- _Document text_
:::
The “Quietly Quality” and Bold Story of Backstep Brewing Company of Crawfordsville
There are many models for opening a brewery or brewpub. Self-financing with sweat equity is popular, but so are silent partners and investors. Some breweries choose to distribute exclusively while accruing assets with which to open a taproom (Daredevil and 10-56). Others open a pub with food hoping to build the capital it takes to buy a brewing system and make their own beer.
Very rarely does an owner or ownership group have the funds to open a brewery, taproom, and perhaps restaurant all at the same time without giving away the keys to the store in the process. Investors are great if they are true believers (like in crowdsourcing campaigns) and look for long-term payoff, more like philosophical partners. But investors looking for profit from day one without much of their heart in making beer and food can be soul sucking.
Backstep Brewing Company in Crawfordsville chose the “open and make some money so that we can afford to obtain an great brewer and brewing system” method. If there is one thing I have learned about the craft brewing community it’s that interesting people seem to gravitate toward it. There aren’t many boring people in beer – present company excepted. Backstep is a good example, the stories of the brewery, the owners, and the brewer are fascinating. I figured you should know their story before your first of many visits. Their beer will be ready to pour by their grand opening on the 18th of November.
The site of Backstep Brewing is the old Monon Hotel Building (1927) just of Highway 32 in Crawfordsville (125 N. Green Street). It was a hotel until 1977, and then sold and refurbished as a pub by a couple of sets of owners. The four-story brick building came with a three-way license to sell beer, wine, and liquor when purchased by the Backstep guys in 2016. Sweat equity was the word of the day for sure, while they were ripping down facades and exposing brick walls. The look now is dive bar meets New Orleans jazz bar meets college throwback bar (think Nick’s English Hut in Bloomington). That works of course because Wabash College is right down the street.
Brick arches and firehouse antiques and memorabilia are eye grabbers, as are the 32 taps behind the bar. The bar itself looks old, but was another of the owners’ projects, it’s just stained 2x8s with polyurethane, but it looks and feels fantastic. There is a raised area for bands in the back that gets good use; Backstep has a songwriter series called Music Matters that has pulled in acts from Indy and even further. At the other end, the front of the house gets just enough light from the windows – not bright enough to annoy, but not dark enough to evoke film noir.
They started pouring beer and making cocktails on Jan. 26th of 2017, about the same time they they put in their paperwork for a brewers permit. Of course, they had already started looking for a brewer, and boy is that story is amazing.
Pat Pennington, one of the Backstep owners, wore a Butler T-shirt to the 2016 Noblesville BrewFest. A lady approached him asking, “Did you play football for Butler? One of my sons played for Butler.” Yes, he played but at a different time than her son … does she live near Butler? No, she lives in Florida and is just in Indiana visiting friends and family. She used this opportunity to attend her first craft beer festival.
The two of them got to talking and Pat mentioned that he was at the festival scouting breweries and brewers because he and his partner (Jim Boros) were opening a brewery in Crawfordsville. “Oh,” she said, “My younger son is a professional brewer and he lives in Crawfordsville.” That was Josh Miller’s mom. So for the lack of a first beer fest 1000 miles from home and a Butler T-shirt, Josh may not have landed at Backstep.
:::
- _Data records_
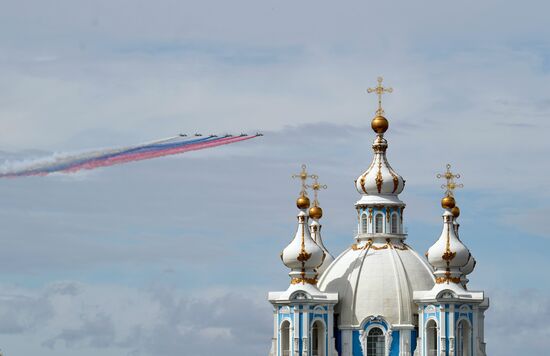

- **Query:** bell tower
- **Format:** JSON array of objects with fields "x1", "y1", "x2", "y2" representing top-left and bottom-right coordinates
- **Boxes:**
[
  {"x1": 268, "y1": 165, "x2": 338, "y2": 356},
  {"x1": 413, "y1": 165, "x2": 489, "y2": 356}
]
:::
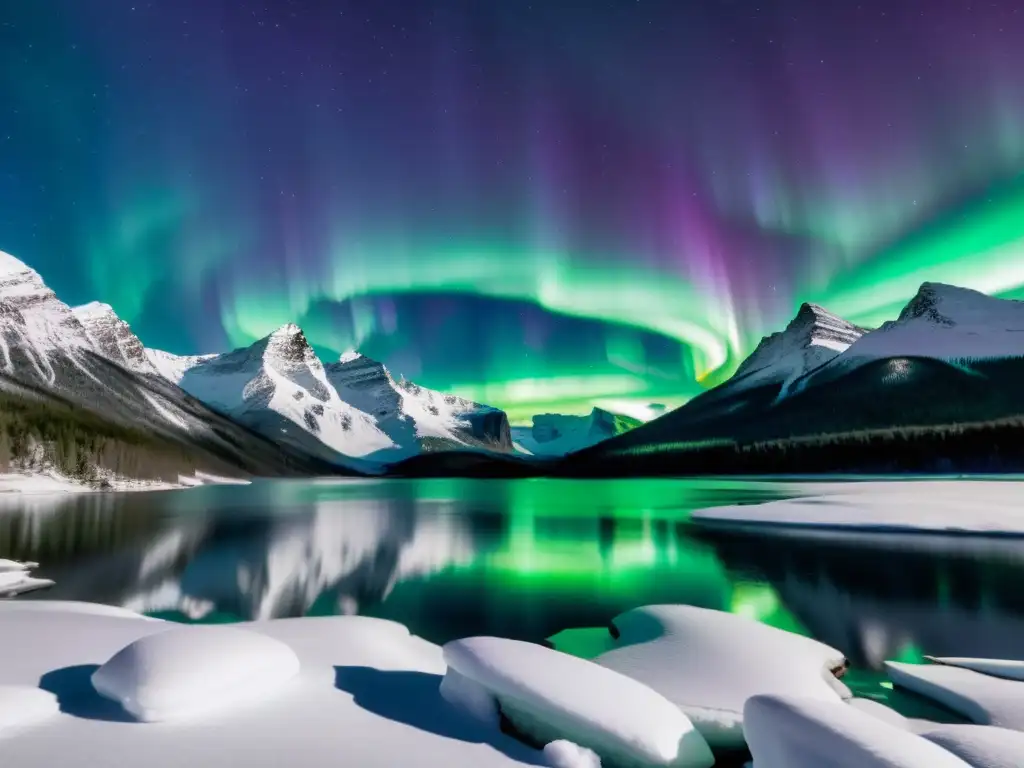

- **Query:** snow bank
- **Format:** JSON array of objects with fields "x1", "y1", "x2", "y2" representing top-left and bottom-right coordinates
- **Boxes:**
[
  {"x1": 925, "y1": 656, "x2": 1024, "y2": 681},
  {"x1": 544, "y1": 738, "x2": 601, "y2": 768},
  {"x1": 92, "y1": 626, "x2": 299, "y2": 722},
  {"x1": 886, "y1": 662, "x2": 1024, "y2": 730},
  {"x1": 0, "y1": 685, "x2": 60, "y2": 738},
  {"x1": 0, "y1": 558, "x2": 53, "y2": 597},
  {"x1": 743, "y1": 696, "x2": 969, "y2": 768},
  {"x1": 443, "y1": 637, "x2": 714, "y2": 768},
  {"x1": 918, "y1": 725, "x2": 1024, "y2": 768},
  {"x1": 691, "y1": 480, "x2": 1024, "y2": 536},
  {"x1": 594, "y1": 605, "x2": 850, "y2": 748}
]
:::
- _Work instructions_
1. Reproduce verbatim the part of the Backstep Brewing article that opens with the words containing "The site of" and closes with "down the street.".
2. List every person the Backstep Brewing article names by full name.
3. In the Backstep Brewing article, what is the name of the songwriter series held at the brewery?

- _Answers in order_
1.
The site of Backstep Brewing is the old Monon Hotel Building (1927) just of Highway 32 in Crawfordsville (125 N. Green Street). It was a hotel until 1977, and then sold and refurbished as a pub by a couple of sets of owners. The four-story brick building came with a three-way license to sell beer, wine, and liquor when purchased by the Backstep guys in 2016. Sweat equity was the word of the day for sure, while they were ripping down facades and exposing brick walls. The look now is dive bar meets New Orleans jazz bar meets college throwback bar (think Nick’s English Hut in Bloomington). That works of course because Wabash College is right down the street.

2. Pat Pennington, Jim Boros, Josh Miller

3. Music Matters